### ACTIVIDADES PROPUESTAS
(a) Transcribe textualmente el fragmento desde "Yo he asumido" hasta "la dictadura venezolana.".
(b) Resume el fragmento en dos oraciones.

### FRAGMENTO
_____
Por CLAUDIA FURIATI PÁEZ
—Hurgando algunas de sus recientes entrevistas, apreciamos que se considera un escritor inmigrante antecesor a la ola de autores venezolanos de la diáspora. Rescata del desarraigo su don “de hacernos más fuertes, humanos y complejos”. Sin embargo, reconoce que su obra se nutre de este estrago que es hoy Venezuela desde la lejanía. Sobre ello se hace eco de la condición “extranjeridad eterna” señalada por otro colega del exilio Doménico Chiappe.
—En sus maravillosos diarios, Rufino Blanco Fombona se quejaba de que extravió buena parte de su vida en el odio al tirano Juan Vicente Gómez. Esa noción para mí es importante, un país puede nutrir, la extranjeridad puede nutrir, pero un país también puede convertirse en una enfermedad; en una asfixia, en un límite.
Yo he asumido mi situación biográfica como una posibilidad de crecimiento humano y literario; Venezuela es una amargura, un dolor continuo; los nombres malditos de los tiranos que han azotado a Venezuela desde el 98 están allí como una mancha de sangre; pero mi obligación de vida es intentar la ternura, la felicidad, la vida como un lugar para la imaginación, para lo festivo y lo susurrante. Hay espacios de la existencia donde no puede ni debe entrar el horror de la dictadura venezolana.
Pero en efecto, parte de mi idea de vida y escritura actual es esa «extranjeridad eterna» de la que escuché hablar a Doménico Chiappe en una charla en Suiza. Porque tal y como lo veo, esa extranjeridad, ese no estar del todo en ningún sitio es un modo de estar en varios sitios a la vez. La extranjeridad eterna para mí es una pertenencia multiplicada. Como dice Fernando Iwasaki, el escritor hispano/peruano, al venir a España él no perdió una tierra, ganó otra. Así que me planteo la paradoja de que esa extranjeridad es un modo de arraigo, un modo de diálogo enriquecedor.
_____
### DATOS SIN PROCESAR
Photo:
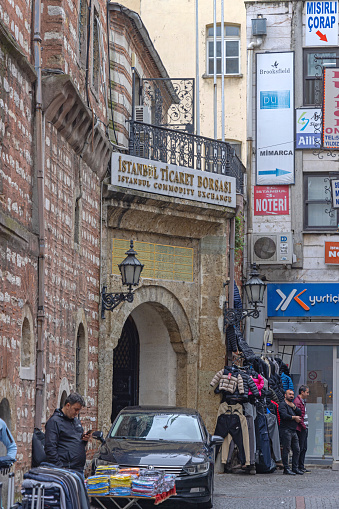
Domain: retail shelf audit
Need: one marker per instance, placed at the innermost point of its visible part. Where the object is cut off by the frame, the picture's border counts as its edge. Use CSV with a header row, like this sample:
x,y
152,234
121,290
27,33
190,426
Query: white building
x,y
293,228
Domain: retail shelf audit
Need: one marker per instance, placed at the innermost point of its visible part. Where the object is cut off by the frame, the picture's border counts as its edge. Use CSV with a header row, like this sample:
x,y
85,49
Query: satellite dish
x,y
265,248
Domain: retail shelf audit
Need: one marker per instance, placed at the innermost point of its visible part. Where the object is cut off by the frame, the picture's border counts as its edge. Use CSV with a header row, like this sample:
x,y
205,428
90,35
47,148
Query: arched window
x,y
27,345
80,360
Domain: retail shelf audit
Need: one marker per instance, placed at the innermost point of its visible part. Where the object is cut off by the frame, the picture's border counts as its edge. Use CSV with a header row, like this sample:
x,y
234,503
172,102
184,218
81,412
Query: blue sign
x,y
302,299
272,100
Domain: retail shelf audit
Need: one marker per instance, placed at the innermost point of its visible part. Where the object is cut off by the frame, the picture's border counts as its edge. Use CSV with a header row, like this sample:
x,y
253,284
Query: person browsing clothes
x,y
290,417
302,427
65,440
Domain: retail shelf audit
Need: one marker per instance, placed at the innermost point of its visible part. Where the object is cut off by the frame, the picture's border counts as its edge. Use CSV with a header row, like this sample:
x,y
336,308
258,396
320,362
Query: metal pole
x,y
215,68
222,73
197,66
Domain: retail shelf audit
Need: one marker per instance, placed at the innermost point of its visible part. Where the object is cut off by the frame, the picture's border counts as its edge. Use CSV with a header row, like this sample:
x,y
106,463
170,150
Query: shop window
x,y
314,60
318,211
80,360
83,30
232,50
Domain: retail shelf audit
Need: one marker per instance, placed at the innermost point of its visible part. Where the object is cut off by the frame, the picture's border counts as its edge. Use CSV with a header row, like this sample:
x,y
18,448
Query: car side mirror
x,y
216,440
98,435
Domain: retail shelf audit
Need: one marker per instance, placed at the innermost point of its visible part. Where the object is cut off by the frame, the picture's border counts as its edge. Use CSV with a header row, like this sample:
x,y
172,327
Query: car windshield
x,y
156,426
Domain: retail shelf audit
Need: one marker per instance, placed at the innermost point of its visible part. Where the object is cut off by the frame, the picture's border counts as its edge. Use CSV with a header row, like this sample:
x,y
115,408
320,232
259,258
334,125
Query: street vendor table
x,y
132,500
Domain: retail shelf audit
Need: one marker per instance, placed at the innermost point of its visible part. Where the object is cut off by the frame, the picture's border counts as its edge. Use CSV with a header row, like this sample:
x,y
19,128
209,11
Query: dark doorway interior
x,y
126,369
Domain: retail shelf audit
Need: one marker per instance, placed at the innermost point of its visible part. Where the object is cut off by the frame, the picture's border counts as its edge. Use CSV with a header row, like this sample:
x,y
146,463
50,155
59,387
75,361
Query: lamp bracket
x,y
110,301
233,316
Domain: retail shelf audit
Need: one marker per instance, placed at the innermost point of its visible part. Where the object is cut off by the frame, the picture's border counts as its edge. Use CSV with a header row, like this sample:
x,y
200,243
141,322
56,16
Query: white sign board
x,y
308,128
275,118
321,23
170,180
331,109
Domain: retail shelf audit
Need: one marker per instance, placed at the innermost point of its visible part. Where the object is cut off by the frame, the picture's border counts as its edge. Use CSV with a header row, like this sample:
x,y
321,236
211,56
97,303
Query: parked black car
x,y
170,439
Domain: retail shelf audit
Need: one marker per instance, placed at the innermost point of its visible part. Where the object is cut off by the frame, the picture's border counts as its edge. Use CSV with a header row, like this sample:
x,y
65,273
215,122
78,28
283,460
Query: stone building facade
x,y
50,183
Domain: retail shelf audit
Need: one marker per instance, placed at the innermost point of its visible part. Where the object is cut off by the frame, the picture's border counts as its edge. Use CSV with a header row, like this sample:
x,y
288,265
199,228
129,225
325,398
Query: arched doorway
x,y
126,369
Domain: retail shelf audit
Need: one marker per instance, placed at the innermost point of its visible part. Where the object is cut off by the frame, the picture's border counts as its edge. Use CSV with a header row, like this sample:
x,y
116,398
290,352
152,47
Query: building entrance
x,y
126,369
312,365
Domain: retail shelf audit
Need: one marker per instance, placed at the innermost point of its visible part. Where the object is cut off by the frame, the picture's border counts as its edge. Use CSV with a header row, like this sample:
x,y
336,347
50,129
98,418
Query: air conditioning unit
x,y
273,248
143,114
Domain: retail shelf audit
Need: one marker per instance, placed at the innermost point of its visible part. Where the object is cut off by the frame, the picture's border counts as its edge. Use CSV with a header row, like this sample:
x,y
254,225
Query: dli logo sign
x,y
321,23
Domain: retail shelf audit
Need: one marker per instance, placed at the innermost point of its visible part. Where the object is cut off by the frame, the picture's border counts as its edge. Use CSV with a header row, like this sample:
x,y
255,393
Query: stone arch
x,y
81,353
182,336
27,345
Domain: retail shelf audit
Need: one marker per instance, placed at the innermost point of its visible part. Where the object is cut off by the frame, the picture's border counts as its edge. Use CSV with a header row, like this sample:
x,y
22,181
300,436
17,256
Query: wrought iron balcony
x,y
183,149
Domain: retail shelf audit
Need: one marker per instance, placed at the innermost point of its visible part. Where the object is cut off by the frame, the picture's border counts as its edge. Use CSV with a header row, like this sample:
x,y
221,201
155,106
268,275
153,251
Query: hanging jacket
x,y
228,381
287,382
64,446
259,382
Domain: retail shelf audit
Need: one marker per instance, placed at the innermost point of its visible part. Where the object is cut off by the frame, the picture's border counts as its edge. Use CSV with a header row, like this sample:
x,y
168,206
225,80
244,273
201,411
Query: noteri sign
x,y
302,299
170,180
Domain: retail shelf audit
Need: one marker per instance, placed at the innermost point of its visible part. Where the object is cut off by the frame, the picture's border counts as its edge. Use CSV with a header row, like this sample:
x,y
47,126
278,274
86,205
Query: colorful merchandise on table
x,y
107,470
98,485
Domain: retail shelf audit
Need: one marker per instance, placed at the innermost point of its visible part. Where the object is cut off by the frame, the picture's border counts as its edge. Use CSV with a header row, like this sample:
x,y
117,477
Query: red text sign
x,y
331,252
271,200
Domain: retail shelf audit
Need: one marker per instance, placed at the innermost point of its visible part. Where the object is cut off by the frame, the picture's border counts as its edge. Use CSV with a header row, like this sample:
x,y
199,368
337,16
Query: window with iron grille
x,y
314,60
232,50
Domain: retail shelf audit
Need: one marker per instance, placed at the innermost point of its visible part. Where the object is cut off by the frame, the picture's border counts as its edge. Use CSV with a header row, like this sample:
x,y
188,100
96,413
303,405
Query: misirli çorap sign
x,y
331,109
171,180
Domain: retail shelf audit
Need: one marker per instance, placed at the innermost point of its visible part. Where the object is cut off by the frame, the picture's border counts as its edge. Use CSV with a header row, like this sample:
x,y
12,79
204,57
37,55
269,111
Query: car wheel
x,y
209,504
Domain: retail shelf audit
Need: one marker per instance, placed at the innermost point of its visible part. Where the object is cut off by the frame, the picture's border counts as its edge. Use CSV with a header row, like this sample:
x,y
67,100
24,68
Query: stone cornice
x,y
65,109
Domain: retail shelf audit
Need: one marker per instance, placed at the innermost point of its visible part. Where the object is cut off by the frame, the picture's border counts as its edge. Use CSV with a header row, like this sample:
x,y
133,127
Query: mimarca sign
x,y
275,118
170,180
303,299
332,252
308,128
321,20
271,200
331,109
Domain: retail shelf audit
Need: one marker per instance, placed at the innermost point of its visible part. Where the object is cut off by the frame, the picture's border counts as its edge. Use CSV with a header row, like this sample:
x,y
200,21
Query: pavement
x,y
318,489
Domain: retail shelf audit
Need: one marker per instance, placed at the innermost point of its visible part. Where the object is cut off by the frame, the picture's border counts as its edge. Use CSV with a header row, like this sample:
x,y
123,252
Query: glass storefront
x,y
313,366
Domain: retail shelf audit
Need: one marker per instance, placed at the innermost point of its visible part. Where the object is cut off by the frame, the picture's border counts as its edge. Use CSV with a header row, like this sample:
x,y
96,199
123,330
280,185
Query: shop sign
x,y
308,128
330,132
332,252
170,180
321,23
271,200
275,118
302,299
335,193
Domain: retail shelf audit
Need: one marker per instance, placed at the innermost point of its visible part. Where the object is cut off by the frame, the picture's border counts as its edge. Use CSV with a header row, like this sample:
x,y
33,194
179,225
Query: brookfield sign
x,y
170,180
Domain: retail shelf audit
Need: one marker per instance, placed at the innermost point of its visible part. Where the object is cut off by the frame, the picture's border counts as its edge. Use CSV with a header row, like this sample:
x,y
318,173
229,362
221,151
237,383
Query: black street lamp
x,y
255,290
130,270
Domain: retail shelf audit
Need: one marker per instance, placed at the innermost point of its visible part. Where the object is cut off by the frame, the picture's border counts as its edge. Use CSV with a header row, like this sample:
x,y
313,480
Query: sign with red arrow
x,y
321,23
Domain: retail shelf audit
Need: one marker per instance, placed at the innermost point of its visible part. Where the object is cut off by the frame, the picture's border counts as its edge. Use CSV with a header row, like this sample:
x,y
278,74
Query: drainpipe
x,y
249,232
40,379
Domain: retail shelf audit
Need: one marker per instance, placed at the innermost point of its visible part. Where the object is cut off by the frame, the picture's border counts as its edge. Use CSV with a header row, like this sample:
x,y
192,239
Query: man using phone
x,y
65,440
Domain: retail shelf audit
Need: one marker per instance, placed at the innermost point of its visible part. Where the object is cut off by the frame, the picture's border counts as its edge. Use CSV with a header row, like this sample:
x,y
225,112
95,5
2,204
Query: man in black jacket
x,y
65,441
290,417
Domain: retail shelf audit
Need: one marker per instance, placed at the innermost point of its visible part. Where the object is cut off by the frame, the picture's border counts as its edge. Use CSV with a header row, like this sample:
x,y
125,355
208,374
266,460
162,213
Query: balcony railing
_____
### SOLUCIONES
(a)
Yo he asumido mi situación biográfica como una posibilidad de crecimiento humano y literario; Venezuela es una amargura, un dolor continuo; los nombres malditos de los tiranos que han azotado a Venezuela desde el 98 están allí como una mancha de sangre; pero mi obligación de vida es intentar la ternura, la felicidad, la vida como un lugar para la imaginación, para lo festivo y lo susurrante. Hay espacios de la existencia donde no puede ni debe entrar el horror de la dictadura venezolana.

(b) El entrevistado sostiene que un país puede nutrir, pero también convertirse en una enfermedad, y que, aunque Venezuela es para él un dolor continuo, su obligación de vida es intentar la ternura y la felicidad. Además, entiende la «extranjeridad eterna» mencionada por Doménico Chiappe como una pertenencia multiplicada, un modo de arraigo y de diálogo enriquecedor.